課題:
以下のエントリから、文字列「metal」を含む行をすべて選び出し、そのまま書き写してください。大文字と小文字は区別します。

──────── 対象エントリ

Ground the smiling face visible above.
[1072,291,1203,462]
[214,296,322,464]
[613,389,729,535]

────────────────
──────── 対象エントリ

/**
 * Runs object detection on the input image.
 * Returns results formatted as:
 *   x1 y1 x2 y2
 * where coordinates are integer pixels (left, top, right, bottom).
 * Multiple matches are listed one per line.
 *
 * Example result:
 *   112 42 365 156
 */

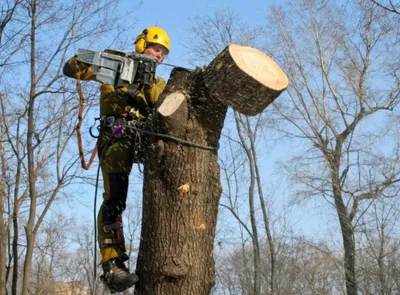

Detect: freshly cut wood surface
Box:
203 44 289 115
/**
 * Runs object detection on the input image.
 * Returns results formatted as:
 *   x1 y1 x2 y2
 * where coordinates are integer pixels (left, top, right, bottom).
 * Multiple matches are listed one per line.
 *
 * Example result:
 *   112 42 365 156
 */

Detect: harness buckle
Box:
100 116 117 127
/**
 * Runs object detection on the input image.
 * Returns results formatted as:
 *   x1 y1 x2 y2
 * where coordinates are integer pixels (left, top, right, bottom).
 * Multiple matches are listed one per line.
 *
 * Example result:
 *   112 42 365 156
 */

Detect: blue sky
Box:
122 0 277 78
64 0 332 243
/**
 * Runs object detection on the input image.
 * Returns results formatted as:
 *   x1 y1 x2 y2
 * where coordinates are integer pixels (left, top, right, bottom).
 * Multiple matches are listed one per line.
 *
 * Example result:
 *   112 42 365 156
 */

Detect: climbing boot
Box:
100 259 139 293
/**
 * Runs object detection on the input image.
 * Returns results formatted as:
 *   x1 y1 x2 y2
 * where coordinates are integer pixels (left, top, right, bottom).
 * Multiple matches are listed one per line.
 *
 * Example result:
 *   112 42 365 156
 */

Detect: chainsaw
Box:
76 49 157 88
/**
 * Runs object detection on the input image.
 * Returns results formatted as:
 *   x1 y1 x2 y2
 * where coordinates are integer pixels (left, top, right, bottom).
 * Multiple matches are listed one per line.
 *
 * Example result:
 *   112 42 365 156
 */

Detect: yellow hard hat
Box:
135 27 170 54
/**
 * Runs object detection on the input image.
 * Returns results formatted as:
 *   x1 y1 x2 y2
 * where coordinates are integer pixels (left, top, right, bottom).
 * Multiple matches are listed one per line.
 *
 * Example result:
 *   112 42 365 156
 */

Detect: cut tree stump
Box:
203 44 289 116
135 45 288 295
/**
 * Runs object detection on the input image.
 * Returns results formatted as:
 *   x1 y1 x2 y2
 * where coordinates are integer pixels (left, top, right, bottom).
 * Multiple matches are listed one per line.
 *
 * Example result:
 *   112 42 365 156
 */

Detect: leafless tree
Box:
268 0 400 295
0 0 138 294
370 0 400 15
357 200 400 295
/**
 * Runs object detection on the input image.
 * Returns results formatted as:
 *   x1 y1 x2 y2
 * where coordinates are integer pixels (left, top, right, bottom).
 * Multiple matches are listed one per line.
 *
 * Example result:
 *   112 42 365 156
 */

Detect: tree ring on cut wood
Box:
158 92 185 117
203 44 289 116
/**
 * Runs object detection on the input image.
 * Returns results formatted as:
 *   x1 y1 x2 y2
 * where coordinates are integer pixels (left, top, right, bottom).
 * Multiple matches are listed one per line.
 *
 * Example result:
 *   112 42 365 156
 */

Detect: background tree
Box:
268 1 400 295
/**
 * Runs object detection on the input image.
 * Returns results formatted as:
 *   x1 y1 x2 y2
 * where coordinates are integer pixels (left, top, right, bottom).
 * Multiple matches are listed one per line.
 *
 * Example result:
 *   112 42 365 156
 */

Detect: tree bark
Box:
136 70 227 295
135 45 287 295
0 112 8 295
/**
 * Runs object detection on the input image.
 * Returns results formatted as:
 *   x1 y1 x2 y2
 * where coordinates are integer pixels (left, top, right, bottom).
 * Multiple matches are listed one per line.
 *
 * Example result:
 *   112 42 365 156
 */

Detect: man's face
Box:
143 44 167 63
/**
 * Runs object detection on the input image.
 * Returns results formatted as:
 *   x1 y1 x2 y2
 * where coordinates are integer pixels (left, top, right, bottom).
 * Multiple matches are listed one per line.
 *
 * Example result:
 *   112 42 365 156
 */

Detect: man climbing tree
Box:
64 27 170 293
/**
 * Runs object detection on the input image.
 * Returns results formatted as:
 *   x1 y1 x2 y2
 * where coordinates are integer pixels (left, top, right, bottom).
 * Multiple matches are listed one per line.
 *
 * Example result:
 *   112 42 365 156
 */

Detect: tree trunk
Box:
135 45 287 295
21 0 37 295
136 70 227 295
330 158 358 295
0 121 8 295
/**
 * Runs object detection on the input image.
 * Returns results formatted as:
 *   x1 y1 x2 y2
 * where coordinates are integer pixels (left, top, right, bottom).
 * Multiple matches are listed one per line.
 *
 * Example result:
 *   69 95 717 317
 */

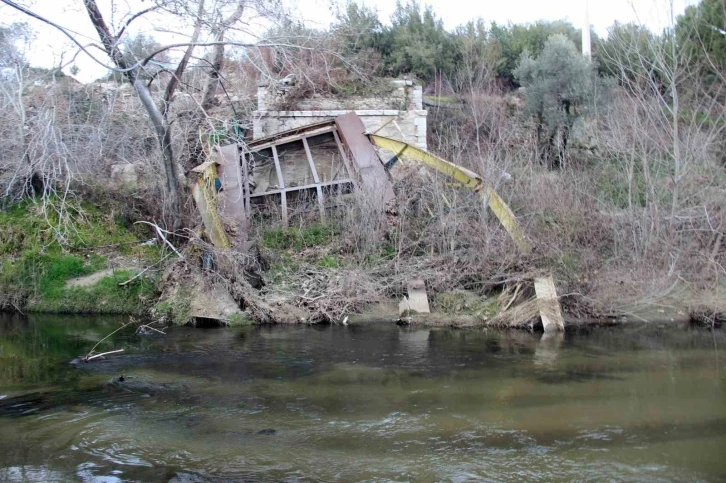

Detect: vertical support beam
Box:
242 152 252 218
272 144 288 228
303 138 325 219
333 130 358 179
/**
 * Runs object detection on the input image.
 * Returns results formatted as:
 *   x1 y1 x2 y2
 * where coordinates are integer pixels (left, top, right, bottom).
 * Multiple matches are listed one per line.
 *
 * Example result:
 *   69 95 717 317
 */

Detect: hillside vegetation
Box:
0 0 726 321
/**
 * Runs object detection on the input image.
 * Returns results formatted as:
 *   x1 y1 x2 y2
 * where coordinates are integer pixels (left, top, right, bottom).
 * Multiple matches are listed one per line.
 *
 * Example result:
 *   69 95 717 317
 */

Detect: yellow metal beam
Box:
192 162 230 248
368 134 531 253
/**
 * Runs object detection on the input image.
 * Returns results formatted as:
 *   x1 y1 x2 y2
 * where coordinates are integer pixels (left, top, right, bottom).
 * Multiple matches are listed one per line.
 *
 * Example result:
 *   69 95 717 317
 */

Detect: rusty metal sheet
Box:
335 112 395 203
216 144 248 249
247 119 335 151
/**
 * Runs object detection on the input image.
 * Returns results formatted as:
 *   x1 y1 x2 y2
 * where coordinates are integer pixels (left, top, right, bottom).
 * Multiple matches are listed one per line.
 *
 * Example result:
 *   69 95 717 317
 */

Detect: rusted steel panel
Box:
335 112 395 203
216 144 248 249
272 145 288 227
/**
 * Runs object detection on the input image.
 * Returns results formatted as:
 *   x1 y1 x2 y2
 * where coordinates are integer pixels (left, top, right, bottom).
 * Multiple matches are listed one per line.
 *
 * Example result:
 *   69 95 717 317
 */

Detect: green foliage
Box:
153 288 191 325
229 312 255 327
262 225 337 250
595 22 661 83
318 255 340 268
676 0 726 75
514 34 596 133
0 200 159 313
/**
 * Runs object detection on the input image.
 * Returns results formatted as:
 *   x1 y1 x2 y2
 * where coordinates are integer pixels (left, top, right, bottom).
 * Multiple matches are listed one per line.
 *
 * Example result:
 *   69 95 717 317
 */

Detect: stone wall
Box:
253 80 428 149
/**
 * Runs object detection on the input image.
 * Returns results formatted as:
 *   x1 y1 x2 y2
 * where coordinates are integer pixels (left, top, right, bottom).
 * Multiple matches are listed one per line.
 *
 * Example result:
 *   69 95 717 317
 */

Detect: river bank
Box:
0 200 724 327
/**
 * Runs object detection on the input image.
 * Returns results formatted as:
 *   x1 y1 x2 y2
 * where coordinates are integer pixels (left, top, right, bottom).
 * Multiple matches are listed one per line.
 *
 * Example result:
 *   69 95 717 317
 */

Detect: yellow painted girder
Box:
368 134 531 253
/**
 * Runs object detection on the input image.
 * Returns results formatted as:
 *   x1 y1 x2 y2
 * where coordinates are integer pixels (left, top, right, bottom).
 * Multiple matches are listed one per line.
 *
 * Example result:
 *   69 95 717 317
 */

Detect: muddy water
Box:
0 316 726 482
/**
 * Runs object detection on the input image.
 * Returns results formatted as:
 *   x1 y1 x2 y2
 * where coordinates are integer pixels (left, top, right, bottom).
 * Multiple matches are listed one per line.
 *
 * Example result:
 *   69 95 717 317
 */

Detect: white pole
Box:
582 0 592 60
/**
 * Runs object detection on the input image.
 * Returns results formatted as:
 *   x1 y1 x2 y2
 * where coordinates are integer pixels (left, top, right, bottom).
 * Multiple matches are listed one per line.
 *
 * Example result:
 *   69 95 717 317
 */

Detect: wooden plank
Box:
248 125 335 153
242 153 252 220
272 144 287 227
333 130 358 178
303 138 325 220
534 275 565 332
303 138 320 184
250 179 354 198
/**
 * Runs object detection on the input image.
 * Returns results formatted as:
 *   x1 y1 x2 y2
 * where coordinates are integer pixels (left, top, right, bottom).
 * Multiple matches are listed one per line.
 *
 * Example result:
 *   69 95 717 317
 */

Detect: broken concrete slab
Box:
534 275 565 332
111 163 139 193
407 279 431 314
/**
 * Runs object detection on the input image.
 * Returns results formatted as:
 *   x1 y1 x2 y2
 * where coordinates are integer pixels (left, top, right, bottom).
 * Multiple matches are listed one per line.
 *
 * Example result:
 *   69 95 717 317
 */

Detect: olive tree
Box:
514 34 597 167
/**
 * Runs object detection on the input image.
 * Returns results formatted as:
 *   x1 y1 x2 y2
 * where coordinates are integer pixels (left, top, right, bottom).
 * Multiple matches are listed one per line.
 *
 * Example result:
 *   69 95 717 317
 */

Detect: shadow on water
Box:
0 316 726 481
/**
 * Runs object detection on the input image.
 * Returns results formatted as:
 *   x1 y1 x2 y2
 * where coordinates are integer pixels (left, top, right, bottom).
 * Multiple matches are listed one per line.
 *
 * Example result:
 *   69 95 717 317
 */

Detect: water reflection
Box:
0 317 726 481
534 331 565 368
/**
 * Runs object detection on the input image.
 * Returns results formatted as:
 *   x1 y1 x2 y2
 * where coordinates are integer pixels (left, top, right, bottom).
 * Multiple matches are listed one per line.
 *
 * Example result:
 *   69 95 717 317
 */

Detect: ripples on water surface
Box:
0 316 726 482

────────────────

正しい回答:
Detect: yellow metal beam
Detect: rusty metal sheet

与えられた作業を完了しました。